EXTRACT PROVIDED:
Interest and feedback on the topic of EMPs have pushed us to dig deeper. Even national, mainstream media is chattering about it. Let's dive in for the latest news about EMPs and preparedness. Plus, we'll share some great tips from readers like you, as well as answer some frequently asked questions.
Before we get started, I wanted to give any readers who haven’t read our series of EMP-related articles a chance to catch up.
You can read (or re-read) them here:
- A Primer on EMPs
- Solar Storms and the Carrington Event of 1859
- Would My Car Survive an EMP?
- What You Should Know about Black Sky Hazards
One development that started about mid-October was seeing EMPs getting some traction in mainstream media. Most of the news is centered around North Korea, some better in scope than others.
Popular Mechanics has disputed the claim put forth by the EMP Commission in 2008 that 90% of Americans would not survive a year without the electrical grid. They do note that a nuclear EMP could be catastrophic, but that loss-of-life claims are hard to accurately predict.

DATASET ROWS:
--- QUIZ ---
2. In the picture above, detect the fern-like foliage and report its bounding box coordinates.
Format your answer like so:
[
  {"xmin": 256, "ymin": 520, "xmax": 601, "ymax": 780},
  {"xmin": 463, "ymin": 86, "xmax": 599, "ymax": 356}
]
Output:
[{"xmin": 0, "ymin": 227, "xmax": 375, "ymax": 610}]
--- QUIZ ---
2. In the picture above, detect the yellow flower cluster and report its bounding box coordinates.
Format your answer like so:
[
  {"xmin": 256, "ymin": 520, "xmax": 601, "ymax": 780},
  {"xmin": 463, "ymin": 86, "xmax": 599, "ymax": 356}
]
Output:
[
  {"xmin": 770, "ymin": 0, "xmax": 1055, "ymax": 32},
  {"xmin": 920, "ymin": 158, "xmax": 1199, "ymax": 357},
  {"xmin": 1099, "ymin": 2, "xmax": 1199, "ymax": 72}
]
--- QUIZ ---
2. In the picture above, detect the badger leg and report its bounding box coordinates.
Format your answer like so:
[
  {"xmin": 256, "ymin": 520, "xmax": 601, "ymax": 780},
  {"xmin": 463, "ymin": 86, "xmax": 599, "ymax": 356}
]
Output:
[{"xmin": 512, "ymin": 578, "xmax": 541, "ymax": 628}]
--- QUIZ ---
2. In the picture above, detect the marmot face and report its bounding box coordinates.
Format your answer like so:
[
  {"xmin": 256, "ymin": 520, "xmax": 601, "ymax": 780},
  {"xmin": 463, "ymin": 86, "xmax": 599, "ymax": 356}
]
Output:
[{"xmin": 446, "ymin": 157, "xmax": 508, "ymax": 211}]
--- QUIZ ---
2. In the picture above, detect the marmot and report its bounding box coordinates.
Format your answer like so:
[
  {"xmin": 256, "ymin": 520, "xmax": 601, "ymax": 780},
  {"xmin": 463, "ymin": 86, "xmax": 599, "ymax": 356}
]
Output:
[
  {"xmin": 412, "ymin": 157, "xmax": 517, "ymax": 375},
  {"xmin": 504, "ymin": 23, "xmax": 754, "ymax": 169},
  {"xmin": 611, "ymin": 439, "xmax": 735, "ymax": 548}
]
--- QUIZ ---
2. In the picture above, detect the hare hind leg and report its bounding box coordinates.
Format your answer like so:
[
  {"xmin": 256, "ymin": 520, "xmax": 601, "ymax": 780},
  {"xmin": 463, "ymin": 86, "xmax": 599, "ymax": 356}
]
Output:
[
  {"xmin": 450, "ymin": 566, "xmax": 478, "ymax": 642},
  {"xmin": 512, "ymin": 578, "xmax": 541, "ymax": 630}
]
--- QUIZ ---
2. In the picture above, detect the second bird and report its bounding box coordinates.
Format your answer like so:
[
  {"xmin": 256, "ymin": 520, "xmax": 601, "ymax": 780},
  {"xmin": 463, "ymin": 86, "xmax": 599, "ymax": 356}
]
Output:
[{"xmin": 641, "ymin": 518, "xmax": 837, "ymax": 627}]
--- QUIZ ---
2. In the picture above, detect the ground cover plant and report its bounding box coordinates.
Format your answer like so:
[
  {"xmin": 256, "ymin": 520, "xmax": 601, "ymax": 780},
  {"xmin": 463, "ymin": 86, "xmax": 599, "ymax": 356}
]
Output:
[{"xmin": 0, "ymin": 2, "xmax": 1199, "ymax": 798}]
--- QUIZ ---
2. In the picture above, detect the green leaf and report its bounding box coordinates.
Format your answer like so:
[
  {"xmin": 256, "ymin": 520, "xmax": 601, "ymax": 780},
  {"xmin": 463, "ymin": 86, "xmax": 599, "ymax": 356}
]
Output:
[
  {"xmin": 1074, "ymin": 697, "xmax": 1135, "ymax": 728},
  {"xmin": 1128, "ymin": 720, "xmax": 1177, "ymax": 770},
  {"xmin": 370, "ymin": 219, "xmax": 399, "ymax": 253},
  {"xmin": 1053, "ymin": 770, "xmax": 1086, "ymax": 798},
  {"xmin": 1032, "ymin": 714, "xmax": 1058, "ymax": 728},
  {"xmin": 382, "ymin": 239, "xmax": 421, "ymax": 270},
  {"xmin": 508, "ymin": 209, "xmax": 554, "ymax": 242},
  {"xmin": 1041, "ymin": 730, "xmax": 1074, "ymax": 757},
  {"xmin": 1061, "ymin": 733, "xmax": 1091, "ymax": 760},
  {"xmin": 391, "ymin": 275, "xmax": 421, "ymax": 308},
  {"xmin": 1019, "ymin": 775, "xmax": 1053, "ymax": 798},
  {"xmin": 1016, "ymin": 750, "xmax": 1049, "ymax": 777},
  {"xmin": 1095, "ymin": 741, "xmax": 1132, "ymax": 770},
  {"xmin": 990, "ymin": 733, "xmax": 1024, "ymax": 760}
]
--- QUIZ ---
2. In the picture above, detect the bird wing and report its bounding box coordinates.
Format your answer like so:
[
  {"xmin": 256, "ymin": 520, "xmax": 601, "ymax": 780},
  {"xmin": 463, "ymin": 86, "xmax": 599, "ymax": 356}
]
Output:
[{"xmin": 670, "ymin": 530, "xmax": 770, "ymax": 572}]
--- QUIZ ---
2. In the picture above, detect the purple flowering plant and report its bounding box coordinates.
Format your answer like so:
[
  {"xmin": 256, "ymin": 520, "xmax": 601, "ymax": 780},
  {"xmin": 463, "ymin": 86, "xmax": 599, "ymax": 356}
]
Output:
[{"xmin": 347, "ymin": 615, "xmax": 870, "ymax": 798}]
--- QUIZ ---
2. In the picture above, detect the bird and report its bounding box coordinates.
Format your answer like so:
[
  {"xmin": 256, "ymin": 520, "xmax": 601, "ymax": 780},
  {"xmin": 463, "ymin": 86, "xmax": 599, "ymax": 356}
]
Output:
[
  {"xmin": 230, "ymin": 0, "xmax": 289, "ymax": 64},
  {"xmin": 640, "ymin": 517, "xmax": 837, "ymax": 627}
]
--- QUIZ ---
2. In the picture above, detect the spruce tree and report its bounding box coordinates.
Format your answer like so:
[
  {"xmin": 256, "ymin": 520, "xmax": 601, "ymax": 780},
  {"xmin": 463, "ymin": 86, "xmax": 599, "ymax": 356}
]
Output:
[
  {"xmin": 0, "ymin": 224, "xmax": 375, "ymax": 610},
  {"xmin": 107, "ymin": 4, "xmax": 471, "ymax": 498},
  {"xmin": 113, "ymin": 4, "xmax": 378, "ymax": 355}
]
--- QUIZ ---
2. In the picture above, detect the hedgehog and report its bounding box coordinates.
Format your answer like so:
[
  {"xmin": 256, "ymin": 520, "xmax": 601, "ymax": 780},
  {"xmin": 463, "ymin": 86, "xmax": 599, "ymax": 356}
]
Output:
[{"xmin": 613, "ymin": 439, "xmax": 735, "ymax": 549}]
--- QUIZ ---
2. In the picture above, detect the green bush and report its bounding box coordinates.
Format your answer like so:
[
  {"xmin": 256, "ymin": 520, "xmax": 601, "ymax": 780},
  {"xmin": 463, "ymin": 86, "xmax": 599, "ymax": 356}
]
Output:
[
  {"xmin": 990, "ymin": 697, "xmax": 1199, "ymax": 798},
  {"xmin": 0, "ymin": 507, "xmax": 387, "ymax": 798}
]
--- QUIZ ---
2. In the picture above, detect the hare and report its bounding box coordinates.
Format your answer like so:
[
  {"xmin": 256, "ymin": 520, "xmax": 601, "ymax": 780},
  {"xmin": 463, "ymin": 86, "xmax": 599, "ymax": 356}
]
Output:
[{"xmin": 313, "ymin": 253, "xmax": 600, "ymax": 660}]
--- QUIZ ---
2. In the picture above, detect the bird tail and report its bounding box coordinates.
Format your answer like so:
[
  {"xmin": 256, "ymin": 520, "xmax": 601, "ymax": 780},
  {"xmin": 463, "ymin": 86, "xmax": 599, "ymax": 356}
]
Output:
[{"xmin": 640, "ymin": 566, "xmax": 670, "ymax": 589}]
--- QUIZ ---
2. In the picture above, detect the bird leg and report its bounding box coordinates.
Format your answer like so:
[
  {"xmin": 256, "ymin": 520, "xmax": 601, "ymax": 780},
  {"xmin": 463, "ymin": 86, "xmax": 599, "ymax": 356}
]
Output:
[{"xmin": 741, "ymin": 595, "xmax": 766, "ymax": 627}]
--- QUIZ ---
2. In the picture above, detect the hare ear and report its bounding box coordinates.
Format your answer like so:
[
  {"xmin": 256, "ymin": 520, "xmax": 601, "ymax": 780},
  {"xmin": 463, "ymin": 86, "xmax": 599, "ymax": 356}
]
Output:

PROBLEM DETAILS: Reproduce, word for word, the full text on EMPs and preparedness that appears above the data.

REPLY:
Interest and feedback on the topic of EMPs have pushed us to dig deeper. Even national, mainstream media is chattering about it. Let's dive in for the latest news about EMPs and preparedness. Plus, we'll share some great tips from readers like you, as well as answer some frequently asked questions.
Before we get started, I wanted to give any readers who haven’t read our series of EMP-related articles a chance to catch up.
You can read (or re-read) them here:
- A Primer on EMPs
- Solar Storms and the Carrington Event of 1859
- Would My Car Survive an EMP?
- What You Should Know about Black Sky Hazards
One development that started about mid-October was seeing EMPs getting some traction in mainstream media. Most of the news is centered around North Korea, some better in scope than others.
Popular Mechanics has disputed the claim put forth by the EMP Commission in 2008 that 90% of Americans would not survive a year without the electrical grid. They do note that a nuclear EMP could be catastrophic, but that loss-of-life claims are hard to accurately predict.